═══ Given passage ═══

In a workshop on auras in an outdoor retreat for lesbians that I attended in the 1980s, I was told that orange is the colour of a prostitute’s aura. I was mystified, then offended, then amused. All the women discreetly looked around as if to say, “I know that’s not in my aura. I wonder if anyone here --?” As if lesbians in general are considered vastly more respectable than those unfortunate girls in skimpy clothes in rundown neighbourhoods, the teenagers with tight bodies whose mere presence screams sex.
If I’m still exuding orange for those who can see it, I thought, I might as well be proud. It’s full of life, a combination of sun-yellow and the red of fire or blood.
Orange is one of the colours I’ve been advised not to wear: too bright against my pale skin, too loud, usually in bad taste. I don’t care. One of my favourite summer tops was a cotton print with butterfly sleeves, all bright orange with a design of black, white, green and yellow around the edges.
Vulgarity and danger go together. Orange is the colour of jack-o-lanterns, innocent little pumpkins carved with leering faces that allow the light of a candle to shine through. Placed in windows on Halloween, they alert the children in costumes that here is a welcoming house, a place where you will be given more treats than your parents would let you eat at any other time of year.
Even the youngest of trick-or-treaters, shuffling through orange, red or yellow piles of fallen leaves, understand the message: have fun but beware. Some candy is poisoned. Some houses are haunted. Be alert and don’t wander off on your own. Not only disembodied spirits are abroad on this night.

═══

> Task 1:
According to the essay on the color orange, why has the writer been advised not to wear orange? Answer in one to three sentences.
> Task 2:
In the essay on the color orange, what colors make up the design around the edges of the writer's favorite summer top?
> Task 3:
Resume the essay on the color orange after its final sentence, "Not only disembodied spirits are abroad on this night."
None of the material is needed for this work.

═══ Data records ═══

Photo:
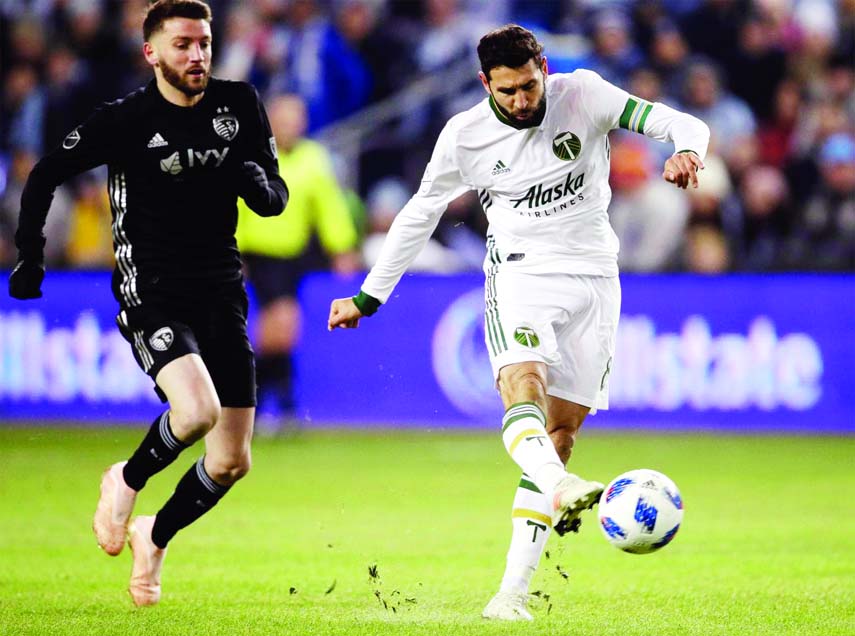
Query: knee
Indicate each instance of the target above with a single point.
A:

═══
═══ Data records ═══

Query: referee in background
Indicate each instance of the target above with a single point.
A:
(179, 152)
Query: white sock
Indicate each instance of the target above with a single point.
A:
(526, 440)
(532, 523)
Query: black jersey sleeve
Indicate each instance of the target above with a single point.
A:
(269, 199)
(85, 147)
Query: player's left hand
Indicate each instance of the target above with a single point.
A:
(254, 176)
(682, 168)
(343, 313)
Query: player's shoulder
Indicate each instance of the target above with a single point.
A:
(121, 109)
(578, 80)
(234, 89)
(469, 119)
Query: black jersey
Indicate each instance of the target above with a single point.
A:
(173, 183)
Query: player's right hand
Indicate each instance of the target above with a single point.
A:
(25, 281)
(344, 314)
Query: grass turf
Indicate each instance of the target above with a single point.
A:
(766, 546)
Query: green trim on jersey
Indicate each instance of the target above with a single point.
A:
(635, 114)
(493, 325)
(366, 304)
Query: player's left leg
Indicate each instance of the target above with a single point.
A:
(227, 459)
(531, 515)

═══
═══ Data records ═══

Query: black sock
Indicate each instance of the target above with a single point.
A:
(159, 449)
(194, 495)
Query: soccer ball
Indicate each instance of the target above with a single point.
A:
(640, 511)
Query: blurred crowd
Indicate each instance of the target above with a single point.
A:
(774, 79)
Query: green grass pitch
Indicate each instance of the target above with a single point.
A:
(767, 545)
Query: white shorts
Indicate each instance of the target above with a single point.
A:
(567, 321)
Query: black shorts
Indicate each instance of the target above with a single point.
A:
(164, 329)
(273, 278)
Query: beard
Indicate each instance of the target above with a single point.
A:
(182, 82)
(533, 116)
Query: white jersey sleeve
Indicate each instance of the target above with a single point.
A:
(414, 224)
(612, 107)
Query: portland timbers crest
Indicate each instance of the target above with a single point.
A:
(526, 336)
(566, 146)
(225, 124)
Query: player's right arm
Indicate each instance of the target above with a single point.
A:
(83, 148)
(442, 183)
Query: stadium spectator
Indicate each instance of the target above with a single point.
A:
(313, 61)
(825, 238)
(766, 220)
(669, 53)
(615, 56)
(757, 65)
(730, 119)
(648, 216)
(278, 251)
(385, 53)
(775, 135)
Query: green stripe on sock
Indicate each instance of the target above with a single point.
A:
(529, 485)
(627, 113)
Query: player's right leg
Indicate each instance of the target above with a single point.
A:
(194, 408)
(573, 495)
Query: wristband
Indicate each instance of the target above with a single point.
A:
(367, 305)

═══

> Answer box 1:
The writer has been told that orange is too bright against pale skin, too loud, and usually in bad taste.

> Answer box 2:
Black, white, green and yellow.

> Answer box 3:
As a fall colour, orange signals transition: childhood into puberty into sexual ripeness. In muted or smoky shades, orange is the colour of a second puberty: the end of fertility, the beginning of contemplative old age.
In Canada, orange is full of contradictory political significance. At one time, every village had an Orange Hall, named in honour of King William of Orange, signalling loyalty to the British Crown. In Ireland, Northern or southern, orange clashes with green and can trigger bloody conflict, even now.
Canadian orange, displayed for that reason, has been the colour of nostalgia and tradition. Let’s preserve the Orange Hall as a heritage property as well as grandmother’s tea set and Uncle Fred’s pipe. We could even drive in to the capital city when the Queen comes to visit. They actually clear Albert Street for a few hours so she can be taken to the Legislature in a horse-drawn carriage. How quaint. How far removed from real politics.
While Orange Halls are crumbling to dust, the bright orange of the New Democratic Party is hard to ignore. It’s an unmistakable symbol of the populist party that stands farthest to the left (for what it’s worth) in mainstream Canadian politics. Invented in the Dirty Thirties as a socialist party, it has reinvented itself several times since then.
The colour of the Conservatives is blue, of course: true-blue, Tory blue. The Liberals are presented by red, which they aren’t at all. The colour of the Green Party is self-evident.
Spring 2011 was the season of the Orange Crush: the amazing rise of the NDP in a federal election.
As my spouse and I helped count votes, we were amazed. Not only did the NDP (our party of choice, usually the third most popular) win in several ridings where they hadn’t before, the tidal wave of NDP votes in Quebec (touchy French-speaking province that regularly threatens to separate from the rest of Canada) offered the almost-unthinkable: that the NDP might be voted in as the next federal government.
It wasn’t. The Conservatives were returned to power and the Liberals were almost destroyed. The NDP, as the party with the second-most votes, became the Official Opposition for the first time. Jack Layton, the party leader whose moustached charisma helped fuel the Orange Crush, died of cancer at the height of his popularity. He was buried like a head of state. His widow, Olivia Chow (a politician in her own right), looked as iconic as Jacqueline Kennedy in 1963.
For once, no one had the gall to suggest that orange was in bad taste.